▸ **Text segment**
==============================

If you have avocado trees growing in your yard, heads up! The feared redbay ambrosia beetle has surfaced in west Miami-Dade County, in Emerald Lakes. One beetle was caught in a trap on March 2. Scientists are testing the captured bug to see if it carries a fungus that kills avocado trees (and others in the bay family) by causing a fatal wilt. There was a scare last summer, but that proved to be a false alarm. This time it looks like the real threat has arrived.
Florida Dept. of Agriculture recommendations for homeowners:
The public can help prevent the spread of the redbay ambrosia beetle and laurel wilt disease by following these simple suggestions:
— Become familiar with the signs of laurel wilt disease and redbay ambrosia beetle and be on the lookout for evidence of the pest/disease on your trees. http://www.doacs.state.fl.us/pi/enpp/pathology/laurel_wilt_disease.html
— Use local firewood only. Do not transport firewood from other states because destructive pests and diseases, such as redbay ambrosia beetle and laurel wilt, can hitchhike into Florida on infested firewood. http://www.doacs.state.fl.us/pi/videos.html
— Do not transport host trees (redbay, swamp bay, avocado, sassafras, pondspice, pondberry and others in the Lauraceae family) unless purchased from a registered nursery.
— If your Lauraceae-family tree dies, use one of UF/IFAS’s recommended methods of disposal.
People who suspect their trees might be infected with laurel wilt or think they have found a redbay ambrosia beetle are urged to contact the DPI helpline at 1-888-397-1517.

==============================

▸ **Problems and tasks**
(A) In the redbay ambrosia beetle notice, on what date was the beetle caught in a trap?
(B) Write a continuation of the redbay ambrosia beetle notice, beginning after its final sentence.
The lines that follow have no connection to the redbay ambrosia beetle notice.

▸ **Data for review**
==============================

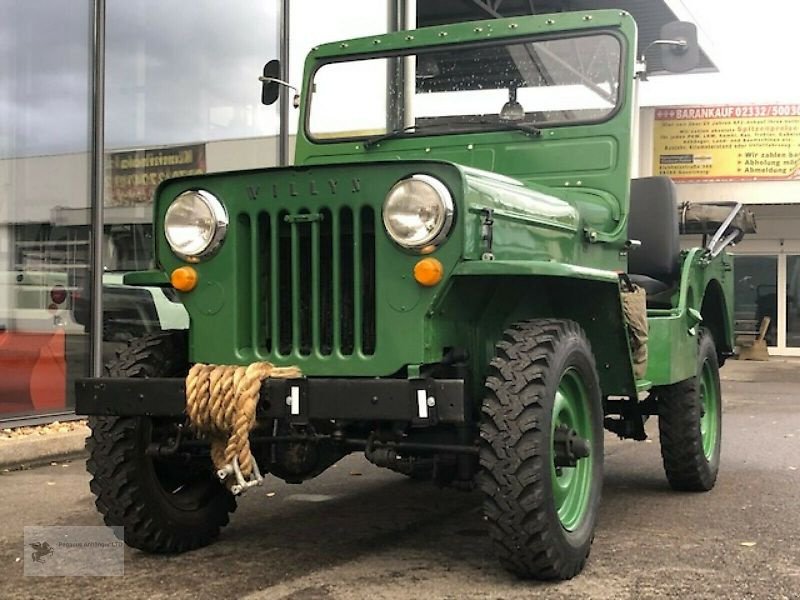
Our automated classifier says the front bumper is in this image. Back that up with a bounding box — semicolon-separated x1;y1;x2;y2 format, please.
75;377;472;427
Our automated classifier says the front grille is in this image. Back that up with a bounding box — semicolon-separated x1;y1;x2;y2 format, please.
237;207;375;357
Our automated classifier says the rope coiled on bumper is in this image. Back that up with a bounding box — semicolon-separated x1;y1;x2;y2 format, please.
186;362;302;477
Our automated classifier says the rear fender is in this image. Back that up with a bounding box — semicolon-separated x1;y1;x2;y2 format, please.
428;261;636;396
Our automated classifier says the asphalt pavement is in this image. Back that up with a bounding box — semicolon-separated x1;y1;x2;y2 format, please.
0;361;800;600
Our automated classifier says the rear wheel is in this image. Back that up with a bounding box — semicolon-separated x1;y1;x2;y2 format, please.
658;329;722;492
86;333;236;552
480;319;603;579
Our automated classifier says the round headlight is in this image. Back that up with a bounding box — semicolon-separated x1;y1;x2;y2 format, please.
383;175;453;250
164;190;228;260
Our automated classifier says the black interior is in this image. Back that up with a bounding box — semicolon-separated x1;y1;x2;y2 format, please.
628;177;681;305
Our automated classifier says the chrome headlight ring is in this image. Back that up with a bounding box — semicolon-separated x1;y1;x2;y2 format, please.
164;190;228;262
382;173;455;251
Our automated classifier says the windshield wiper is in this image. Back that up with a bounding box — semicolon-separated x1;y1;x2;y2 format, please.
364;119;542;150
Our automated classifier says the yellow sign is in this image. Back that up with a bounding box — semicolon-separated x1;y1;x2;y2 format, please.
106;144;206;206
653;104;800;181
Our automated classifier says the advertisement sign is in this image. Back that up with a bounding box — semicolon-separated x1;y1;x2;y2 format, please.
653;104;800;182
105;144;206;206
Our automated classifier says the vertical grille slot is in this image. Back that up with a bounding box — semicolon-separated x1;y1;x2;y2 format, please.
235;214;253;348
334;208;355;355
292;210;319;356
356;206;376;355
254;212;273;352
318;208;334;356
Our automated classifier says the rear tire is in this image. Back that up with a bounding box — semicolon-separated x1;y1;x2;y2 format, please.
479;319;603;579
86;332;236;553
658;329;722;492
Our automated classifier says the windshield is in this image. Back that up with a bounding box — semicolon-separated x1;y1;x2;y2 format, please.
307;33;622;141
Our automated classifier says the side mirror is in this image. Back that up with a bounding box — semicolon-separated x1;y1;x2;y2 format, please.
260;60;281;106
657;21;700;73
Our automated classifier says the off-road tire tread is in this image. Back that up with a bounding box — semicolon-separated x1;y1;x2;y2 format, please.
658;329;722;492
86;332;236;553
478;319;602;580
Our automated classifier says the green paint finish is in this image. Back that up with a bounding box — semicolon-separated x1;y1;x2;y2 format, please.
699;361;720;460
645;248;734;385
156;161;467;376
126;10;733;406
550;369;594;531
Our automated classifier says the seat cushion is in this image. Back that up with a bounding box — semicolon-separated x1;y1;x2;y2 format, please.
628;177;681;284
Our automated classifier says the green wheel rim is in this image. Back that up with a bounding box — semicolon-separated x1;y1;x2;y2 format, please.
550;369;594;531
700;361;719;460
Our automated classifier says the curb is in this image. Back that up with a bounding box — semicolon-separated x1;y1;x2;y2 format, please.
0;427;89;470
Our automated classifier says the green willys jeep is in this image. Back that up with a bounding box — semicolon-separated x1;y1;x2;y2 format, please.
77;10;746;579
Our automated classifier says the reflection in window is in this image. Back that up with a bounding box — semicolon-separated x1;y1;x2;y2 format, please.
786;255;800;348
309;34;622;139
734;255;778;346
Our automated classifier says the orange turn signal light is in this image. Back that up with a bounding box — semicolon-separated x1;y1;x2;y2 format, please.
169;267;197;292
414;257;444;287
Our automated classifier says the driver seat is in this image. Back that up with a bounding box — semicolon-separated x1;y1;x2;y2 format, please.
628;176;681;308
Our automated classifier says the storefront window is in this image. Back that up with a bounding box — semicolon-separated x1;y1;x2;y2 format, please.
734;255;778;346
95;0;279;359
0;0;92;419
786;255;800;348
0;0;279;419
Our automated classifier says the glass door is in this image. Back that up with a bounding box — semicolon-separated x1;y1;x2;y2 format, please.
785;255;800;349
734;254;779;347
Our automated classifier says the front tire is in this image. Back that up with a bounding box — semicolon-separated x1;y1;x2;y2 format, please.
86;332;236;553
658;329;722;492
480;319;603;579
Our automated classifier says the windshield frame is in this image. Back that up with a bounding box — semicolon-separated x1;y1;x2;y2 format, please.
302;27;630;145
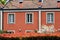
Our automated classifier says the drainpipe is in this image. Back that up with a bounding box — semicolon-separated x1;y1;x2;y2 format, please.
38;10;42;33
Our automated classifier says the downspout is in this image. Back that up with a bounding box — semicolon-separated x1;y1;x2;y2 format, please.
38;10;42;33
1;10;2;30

==============================

▸ **Results of the exercise**
(A) March 2.

(B)
People who would like to submit a plant or insect sample, visit this web site for sample submission instructions http://www.doacs.state.fl.us/pi/enpp/pathology/laurel_wilt_disease.html
Discovery of ambrosia beetle in Miami-Dade no cause for panic, scientists say
Last summer, there was a premature announcement of the presence of a tiny beetle that has the power to spread fungus that can severely damage avocado trees. That turned out to be an unfortunate mistake, triggering some growers to cut down and burn trees and apply pesticide.
This month, there’s no mistaking it: One redbay ambrosia beetle was found in a trap in west-central Miami-Dade County on March 2.
But scientists say a single beetle shouldn’t scare Miami-Dade growers — whose trees cover nearly 7,000 acres of South Florida — just yet.
“It’s not cause for panic, thank God,” said Jonathan Crane, a tropical-fruit plant specialist with the University of Florida’s Institute of Food and Agriculture Sciences in Homestead.